Reproduce the passage of the paper on content-based routing that begins at the words "Introduction" and stops after "to other agents.", keeping every word and mark unchanged.
## start SELECTED TEXT
Content based routing via an active message board for both intra and inter agent communication.

Nikolaos Skarmeas and Keith L. Clark

Department of Computing,

Imperial College,

London, UK

email: {ns4,klc}@doc.ic.ac.uk

Abstract

This proposal is about a way of integrating agent components and facilitating intra-agent communication. The main assumption is that an agent consists of a number of components that interact with each other. We suggest that interaction is mediated by a message board, where components place messages and these messages are forwarded to the appropriate component(s). The novelty of the approach that is proposed is that the forwarding mechanism is based on active patterns. An active pattern is a piece of code that is sent by the components to the message board and expreses component interests. The active patterns are tested upon incoming messages (by executing their code) and the messages are forwarded to the components whose patterns have succeeded.

As an implementation platform, the April langauge is recommended. It is a process oriented language, and within the advanced features that it provides, it allows to easily implement code (the active patterns in the present situation) migration.

Introduction

A common approach, for the internal architecture of an agent, is, the separation of the agent functionalities into two main categories: the domain independent and the domain dependent one. The domain dependent part of the agent deals with the (possibly local) problem solving activities of the agent. The domain independent part deals with the communication oriented activities of the agent and the coordination of its actions with respect to other agents.
## end SELECTED TEXT
## start ITEMS
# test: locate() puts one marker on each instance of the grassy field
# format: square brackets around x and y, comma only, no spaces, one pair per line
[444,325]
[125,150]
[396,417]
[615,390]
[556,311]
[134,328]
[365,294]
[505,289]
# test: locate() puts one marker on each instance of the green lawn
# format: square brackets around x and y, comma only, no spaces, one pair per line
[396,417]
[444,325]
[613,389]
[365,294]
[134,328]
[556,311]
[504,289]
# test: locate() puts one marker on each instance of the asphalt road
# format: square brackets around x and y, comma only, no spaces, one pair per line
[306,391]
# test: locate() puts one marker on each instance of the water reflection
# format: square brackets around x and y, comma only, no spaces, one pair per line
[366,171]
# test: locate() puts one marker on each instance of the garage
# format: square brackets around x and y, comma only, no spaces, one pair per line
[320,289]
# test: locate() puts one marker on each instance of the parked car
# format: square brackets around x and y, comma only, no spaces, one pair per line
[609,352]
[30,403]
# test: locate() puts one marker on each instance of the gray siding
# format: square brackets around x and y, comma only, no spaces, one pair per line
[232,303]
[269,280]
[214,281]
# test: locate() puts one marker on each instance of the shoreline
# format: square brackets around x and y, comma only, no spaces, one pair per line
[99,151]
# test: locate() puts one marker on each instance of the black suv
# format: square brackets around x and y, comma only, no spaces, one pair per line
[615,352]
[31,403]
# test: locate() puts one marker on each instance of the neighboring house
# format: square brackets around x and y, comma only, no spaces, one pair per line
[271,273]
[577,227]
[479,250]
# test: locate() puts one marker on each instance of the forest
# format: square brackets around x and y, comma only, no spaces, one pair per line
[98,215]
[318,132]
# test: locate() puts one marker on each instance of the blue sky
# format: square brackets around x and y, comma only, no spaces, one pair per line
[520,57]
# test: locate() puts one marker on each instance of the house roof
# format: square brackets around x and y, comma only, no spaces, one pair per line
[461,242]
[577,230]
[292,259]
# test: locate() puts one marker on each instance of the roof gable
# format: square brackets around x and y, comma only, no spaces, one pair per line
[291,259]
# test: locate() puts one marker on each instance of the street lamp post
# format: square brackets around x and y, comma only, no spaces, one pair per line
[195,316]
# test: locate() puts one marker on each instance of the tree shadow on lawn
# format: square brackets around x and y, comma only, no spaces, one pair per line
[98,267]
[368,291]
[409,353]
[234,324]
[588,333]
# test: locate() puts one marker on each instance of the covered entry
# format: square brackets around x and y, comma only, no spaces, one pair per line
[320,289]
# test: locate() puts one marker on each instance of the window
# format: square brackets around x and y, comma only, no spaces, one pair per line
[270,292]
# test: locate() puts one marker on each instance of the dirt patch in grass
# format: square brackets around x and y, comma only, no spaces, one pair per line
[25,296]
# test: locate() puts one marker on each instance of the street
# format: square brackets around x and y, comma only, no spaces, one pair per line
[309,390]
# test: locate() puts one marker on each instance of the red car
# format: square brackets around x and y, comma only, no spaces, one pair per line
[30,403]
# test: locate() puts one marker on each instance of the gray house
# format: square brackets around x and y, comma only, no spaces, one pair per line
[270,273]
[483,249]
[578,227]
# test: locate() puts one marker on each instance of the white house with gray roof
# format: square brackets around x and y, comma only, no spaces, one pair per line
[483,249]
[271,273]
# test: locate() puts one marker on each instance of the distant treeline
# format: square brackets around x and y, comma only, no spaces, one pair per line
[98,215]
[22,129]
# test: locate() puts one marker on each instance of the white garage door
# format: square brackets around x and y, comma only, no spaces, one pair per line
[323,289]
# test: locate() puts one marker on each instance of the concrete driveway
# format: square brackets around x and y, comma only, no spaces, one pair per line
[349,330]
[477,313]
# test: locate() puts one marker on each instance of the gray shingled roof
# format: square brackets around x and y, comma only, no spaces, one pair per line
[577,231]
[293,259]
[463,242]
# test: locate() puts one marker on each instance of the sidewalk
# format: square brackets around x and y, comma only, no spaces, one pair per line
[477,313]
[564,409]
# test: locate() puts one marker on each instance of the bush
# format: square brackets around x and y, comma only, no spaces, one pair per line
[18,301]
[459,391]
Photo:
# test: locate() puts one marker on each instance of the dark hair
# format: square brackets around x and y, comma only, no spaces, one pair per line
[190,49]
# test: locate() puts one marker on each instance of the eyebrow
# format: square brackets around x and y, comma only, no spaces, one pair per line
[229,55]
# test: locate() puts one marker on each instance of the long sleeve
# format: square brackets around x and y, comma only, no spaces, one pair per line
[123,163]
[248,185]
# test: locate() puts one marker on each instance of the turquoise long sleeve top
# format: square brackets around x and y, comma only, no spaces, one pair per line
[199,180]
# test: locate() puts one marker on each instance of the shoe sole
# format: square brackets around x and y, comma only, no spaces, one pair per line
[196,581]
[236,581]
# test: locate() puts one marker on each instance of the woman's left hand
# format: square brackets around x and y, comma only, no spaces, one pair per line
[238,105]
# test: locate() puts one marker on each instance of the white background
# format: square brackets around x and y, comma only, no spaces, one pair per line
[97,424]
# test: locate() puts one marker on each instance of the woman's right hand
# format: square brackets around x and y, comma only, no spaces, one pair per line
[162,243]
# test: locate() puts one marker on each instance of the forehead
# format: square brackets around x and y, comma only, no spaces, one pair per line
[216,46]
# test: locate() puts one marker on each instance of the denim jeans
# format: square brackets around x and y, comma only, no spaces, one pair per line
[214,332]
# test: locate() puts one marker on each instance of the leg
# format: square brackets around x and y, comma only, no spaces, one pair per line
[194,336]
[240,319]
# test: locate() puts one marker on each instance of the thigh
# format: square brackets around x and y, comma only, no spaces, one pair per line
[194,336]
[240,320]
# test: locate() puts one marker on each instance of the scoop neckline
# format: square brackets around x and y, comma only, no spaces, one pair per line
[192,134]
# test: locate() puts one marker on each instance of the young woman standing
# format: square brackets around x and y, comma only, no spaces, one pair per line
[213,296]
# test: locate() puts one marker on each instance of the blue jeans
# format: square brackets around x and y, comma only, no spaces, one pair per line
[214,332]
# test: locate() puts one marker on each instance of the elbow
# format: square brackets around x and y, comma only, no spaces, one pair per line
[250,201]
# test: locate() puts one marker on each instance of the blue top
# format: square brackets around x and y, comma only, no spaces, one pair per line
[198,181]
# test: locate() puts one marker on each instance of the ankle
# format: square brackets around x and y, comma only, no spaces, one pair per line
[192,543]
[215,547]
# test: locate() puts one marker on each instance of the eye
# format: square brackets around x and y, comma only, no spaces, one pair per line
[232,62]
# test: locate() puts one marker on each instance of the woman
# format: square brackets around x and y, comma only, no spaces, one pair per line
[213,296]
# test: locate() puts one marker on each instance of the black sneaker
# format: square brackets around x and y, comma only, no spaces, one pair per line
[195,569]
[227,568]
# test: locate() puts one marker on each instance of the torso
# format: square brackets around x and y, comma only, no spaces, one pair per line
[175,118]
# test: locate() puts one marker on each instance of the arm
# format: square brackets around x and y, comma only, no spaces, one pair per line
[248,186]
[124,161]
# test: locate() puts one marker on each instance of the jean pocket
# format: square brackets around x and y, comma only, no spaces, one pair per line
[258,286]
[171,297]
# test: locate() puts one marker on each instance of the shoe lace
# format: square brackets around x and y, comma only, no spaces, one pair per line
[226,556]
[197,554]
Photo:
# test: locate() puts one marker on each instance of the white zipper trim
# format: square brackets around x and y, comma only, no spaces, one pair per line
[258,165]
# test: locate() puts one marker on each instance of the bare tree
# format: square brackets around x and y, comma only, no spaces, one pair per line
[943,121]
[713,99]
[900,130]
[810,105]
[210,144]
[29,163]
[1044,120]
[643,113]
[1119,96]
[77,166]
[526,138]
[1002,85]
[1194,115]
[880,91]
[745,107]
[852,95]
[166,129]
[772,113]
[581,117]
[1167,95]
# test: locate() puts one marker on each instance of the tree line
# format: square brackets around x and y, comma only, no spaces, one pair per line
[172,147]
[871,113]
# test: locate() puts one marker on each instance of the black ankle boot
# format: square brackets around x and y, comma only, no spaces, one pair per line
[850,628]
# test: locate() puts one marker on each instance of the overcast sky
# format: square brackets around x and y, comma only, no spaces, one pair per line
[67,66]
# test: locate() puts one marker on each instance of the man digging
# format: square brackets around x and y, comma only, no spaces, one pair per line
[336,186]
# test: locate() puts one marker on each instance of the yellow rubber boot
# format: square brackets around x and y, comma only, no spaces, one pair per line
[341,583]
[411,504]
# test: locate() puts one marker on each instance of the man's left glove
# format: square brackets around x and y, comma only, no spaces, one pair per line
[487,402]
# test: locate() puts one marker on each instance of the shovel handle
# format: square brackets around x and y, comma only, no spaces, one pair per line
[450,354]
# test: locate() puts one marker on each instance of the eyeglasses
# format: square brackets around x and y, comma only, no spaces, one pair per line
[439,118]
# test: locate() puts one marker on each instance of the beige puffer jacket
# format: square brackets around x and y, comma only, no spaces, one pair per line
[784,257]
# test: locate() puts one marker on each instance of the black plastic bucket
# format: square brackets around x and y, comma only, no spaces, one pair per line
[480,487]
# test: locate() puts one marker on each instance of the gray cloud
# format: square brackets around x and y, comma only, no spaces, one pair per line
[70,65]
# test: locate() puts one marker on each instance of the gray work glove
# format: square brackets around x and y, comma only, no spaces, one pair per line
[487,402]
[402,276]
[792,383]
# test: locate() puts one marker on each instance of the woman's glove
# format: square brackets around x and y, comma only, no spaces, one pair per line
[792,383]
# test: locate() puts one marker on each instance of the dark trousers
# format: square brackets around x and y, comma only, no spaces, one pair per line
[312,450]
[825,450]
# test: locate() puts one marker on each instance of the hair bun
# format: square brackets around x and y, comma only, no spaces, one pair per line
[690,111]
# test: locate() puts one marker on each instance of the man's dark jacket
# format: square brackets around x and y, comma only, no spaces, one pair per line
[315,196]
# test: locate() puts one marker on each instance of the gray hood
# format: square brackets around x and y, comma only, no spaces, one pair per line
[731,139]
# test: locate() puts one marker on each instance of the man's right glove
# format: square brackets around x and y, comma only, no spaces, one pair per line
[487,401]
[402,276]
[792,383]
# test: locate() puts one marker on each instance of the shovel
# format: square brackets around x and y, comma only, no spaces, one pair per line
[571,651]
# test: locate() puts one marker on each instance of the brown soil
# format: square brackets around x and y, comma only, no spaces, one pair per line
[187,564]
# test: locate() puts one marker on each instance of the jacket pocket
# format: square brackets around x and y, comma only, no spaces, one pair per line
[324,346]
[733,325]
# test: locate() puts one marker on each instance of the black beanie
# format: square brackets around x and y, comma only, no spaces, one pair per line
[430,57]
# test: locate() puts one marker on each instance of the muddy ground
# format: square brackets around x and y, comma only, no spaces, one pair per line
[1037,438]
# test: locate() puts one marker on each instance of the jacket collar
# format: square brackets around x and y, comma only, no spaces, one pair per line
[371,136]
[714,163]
## end ITEMS
**RESULT FOR THIS EXERCISE:**
Introduction

A common approach, for the internal architecture of an agent, is, the separation of the agent functionalities into two main categories: the domain independent and the domain dependent one. The domain dependent part of the agent deals with the (possibly local) problem solving activities of the agent. The domain independent part deals with the communication oriented activities of the agent and the coordination of its actions with respect to other agents.